What is expected - Please extract each line from the data below that contains the word "this", copying those lines unchanged and in their original order.

Information given -
_ _ _ _

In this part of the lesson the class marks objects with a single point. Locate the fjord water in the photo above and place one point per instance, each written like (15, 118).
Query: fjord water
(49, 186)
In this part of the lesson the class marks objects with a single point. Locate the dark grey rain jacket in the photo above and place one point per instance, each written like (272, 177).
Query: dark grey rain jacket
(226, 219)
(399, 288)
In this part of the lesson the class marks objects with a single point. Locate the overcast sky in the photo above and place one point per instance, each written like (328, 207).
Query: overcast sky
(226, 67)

_ _ _ _

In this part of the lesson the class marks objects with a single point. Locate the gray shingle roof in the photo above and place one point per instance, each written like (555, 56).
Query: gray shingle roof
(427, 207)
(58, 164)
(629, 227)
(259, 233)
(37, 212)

_ _ _ _

Output -
In this part of the lesson the class marks objects with a single point. Locate the fjord water in the photo above and place one point per instance, each written like (15, 118).
In this part of the lesson the class marks objects with a single point. Locate the dark grey rain jacket in the photo above and place one point per instance, each written like (272, 177).
In this part of the lesson the class marks objects with a single point. Locate the overcast sky in the photo above and place one point per instance, each written like (328, 207).
In this part of the lesson the class marks objects with a single point. Locate the gray shingle roof in the photo above and place one point per instance, each written like (555, 56).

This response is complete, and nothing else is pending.